Return each line of the listing in which the word "knit" appears.

BEGIN INPUT

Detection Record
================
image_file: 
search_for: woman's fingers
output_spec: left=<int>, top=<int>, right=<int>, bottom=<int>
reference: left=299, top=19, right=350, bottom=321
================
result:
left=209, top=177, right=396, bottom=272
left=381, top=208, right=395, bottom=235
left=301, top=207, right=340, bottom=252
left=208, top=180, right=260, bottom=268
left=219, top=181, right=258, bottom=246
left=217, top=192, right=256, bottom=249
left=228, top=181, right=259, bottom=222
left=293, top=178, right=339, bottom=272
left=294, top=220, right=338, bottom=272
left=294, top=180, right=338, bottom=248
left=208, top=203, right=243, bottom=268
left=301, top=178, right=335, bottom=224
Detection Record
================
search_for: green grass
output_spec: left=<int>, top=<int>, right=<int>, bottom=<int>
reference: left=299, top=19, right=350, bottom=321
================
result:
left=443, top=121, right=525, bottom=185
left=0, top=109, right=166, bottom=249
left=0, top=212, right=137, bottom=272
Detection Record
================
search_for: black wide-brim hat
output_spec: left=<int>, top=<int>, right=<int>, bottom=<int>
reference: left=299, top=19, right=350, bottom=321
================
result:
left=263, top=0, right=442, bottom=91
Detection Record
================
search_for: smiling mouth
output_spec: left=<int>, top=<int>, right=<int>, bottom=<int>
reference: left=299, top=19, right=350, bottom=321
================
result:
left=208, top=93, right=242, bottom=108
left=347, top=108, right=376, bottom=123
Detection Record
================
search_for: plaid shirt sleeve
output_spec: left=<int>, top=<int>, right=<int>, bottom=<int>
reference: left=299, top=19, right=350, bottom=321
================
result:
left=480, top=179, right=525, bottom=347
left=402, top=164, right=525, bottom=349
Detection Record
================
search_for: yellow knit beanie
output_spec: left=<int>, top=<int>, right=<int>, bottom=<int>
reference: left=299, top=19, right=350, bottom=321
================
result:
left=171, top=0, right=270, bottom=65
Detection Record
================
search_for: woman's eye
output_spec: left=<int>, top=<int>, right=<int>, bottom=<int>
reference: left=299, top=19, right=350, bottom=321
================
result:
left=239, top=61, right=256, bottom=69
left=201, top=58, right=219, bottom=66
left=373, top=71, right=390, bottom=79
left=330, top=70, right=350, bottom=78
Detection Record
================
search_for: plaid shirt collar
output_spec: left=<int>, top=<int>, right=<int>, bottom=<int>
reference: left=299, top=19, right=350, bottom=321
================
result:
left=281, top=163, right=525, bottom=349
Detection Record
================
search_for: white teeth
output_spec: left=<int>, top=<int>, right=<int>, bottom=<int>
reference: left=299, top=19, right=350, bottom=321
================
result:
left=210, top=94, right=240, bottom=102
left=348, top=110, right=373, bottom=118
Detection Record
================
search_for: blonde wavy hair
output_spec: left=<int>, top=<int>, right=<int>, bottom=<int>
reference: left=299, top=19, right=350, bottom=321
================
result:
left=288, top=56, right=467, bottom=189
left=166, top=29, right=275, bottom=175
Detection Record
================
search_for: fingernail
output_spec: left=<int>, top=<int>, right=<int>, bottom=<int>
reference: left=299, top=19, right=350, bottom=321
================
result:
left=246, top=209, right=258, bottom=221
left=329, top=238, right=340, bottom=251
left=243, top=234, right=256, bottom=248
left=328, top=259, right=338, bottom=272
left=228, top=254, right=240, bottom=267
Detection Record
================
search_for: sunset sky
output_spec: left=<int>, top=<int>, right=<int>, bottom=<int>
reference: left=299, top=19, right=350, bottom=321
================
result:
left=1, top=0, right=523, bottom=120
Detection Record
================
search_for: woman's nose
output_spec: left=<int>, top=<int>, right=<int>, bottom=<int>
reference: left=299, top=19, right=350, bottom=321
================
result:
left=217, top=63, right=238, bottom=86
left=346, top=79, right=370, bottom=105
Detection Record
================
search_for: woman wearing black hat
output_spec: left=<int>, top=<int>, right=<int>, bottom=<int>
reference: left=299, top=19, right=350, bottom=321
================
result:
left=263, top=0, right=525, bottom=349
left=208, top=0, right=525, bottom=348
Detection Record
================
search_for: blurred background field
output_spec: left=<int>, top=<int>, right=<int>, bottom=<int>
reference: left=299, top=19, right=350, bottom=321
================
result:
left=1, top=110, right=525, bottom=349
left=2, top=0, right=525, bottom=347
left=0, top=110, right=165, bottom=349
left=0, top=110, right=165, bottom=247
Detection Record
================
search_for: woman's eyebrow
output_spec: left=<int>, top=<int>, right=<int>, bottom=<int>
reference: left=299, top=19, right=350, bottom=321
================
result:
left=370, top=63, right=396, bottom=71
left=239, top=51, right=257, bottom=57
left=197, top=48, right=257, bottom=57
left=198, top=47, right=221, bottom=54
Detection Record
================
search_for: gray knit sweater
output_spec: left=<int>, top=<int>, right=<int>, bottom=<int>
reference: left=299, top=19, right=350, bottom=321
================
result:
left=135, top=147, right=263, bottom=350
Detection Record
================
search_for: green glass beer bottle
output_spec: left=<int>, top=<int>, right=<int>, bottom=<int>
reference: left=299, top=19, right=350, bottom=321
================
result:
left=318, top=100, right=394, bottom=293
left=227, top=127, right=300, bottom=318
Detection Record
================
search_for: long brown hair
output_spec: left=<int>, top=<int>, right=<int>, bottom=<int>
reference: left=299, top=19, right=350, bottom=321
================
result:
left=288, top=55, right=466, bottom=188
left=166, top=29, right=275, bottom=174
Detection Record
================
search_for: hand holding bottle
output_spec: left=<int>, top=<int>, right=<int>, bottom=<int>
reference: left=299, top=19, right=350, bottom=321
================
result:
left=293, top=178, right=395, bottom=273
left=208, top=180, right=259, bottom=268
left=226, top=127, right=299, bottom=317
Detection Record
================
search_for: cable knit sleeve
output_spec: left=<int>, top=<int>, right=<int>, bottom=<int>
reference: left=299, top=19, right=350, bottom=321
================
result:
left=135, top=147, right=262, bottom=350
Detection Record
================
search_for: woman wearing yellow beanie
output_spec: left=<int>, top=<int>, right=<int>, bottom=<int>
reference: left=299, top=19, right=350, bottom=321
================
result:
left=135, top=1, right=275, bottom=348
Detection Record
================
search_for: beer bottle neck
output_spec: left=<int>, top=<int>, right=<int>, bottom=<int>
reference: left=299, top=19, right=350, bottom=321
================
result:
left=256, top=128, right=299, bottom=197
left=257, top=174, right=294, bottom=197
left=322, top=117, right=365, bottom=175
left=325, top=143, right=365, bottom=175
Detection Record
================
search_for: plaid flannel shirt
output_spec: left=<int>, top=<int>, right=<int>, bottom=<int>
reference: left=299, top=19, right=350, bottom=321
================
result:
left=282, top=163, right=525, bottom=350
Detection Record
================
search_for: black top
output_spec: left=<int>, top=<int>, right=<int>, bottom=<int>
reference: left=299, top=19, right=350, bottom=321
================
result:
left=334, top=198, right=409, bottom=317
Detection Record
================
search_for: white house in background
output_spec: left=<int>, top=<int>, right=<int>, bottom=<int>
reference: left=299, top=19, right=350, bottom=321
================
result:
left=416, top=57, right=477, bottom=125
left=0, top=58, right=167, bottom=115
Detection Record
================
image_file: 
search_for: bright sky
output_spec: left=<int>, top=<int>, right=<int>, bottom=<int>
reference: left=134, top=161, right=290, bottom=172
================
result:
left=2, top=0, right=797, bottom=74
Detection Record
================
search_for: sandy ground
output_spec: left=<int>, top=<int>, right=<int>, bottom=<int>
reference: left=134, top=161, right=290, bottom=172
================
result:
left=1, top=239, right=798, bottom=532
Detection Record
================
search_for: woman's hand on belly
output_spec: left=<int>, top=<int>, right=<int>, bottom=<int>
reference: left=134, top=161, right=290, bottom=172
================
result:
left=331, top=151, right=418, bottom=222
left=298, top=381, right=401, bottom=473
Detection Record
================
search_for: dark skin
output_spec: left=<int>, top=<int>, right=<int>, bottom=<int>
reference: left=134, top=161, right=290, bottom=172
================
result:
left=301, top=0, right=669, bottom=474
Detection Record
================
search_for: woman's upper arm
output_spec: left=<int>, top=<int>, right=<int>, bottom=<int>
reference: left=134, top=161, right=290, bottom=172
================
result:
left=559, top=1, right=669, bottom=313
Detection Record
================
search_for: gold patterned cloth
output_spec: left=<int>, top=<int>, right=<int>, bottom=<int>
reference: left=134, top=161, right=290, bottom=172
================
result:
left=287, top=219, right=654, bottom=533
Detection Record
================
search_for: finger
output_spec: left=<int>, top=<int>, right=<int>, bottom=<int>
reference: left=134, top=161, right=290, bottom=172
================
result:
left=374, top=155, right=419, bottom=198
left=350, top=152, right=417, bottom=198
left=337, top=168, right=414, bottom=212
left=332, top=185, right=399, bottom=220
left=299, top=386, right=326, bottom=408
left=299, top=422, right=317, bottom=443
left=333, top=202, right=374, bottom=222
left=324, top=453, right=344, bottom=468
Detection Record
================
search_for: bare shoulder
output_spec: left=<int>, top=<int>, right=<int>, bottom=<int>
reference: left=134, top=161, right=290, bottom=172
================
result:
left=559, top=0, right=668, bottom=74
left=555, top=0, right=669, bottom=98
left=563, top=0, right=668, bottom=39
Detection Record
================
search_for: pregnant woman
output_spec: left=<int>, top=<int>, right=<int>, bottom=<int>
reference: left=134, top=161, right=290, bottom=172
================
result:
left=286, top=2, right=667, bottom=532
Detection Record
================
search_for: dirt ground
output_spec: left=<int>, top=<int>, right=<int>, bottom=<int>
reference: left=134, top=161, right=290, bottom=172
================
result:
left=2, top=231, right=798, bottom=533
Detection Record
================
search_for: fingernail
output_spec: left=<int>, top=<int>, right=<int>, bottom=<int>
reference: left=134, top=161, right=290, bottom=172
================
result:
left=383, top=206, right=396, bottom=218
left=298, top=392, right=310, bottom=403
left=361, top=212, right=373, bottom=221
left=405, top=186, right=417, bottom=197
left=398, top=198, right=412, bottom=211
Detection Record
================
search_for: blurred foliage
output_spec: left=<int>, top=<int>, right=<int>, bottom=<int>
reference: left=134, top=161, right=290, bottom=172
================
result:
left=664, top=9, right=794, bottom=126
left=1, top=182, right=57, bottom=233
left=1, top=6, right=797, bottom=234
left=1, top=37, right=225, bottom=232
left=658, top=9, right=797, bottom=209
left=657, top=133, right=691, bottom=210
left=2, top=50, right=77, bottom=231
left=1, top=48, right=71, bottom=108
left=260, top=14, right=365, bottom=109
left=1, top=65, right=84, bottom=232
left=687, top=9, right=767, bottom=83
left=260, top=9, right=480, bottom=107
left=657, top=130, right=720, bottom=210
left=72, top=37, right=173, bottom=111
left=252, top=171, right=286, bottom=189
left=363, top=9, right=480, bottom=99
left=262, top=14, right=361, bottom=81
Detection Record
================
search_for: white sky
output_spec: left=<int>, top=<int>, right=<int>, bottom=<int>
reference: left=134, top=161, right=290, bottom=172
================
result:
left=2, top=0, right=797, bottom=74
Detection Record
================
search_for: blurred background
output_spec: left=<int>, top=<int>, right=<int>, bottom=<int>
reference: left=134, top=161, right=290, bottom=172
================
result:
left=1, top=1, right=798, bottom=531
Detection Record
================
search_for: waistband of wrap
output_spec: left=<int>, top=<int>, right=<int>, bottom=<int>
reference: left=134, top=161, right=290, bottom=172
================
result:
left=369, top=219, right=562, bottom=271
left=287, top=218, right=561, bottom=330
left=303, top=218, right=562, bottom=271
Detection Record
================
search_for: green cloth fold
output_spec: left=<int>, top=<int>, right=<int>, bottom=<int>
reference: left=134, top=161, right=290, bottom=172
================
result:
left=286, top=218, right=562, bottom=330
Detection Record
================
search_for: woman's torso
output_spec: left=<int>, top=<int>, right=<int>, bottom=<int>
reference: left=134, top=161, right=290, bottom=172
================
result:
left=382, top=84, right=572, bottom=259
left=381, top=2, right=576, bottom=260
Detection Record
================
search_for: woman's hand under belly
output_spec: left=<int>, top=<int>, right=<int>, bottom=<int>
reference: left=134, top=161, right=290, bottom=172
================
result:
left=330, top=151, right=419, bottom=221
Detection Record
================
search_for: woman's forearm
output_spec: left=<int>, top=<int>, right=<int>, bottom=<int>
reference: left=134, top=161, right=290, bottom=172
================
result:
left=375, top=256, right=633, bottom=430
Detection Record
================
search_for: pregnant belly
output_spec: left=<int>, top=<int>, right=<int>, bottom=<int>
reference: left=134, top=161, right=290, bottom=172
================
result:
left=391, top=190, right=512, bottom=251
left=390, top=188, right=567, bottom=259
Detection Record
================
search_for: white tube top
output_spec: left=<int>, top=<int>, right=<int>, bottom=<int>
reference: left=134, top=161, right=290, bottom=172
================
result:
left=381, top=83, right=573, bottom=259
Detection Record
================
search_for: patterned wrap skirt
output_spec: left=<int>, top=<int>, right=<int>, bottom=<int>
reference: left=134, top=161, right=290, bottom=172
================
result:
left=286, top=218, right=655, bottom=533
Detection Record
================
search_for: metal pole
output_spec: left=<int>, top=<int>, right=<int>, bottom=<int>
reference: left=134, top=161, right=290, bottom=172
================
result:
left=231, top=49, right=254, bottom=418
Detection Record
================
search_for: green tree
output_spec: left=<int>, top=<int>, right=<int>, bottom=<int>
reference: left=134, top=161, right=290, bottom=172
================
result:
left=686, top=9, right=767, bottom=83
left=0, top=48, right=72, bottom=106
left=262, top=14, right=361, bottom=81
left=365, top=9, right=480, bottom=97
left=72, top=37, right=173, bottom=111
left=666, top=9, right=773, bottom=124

END INPUT

REPLY TO THE EXERCISE:
search_for: yellow knit beanie
search_for: gray knit sweater
search_for: cable knit sleeve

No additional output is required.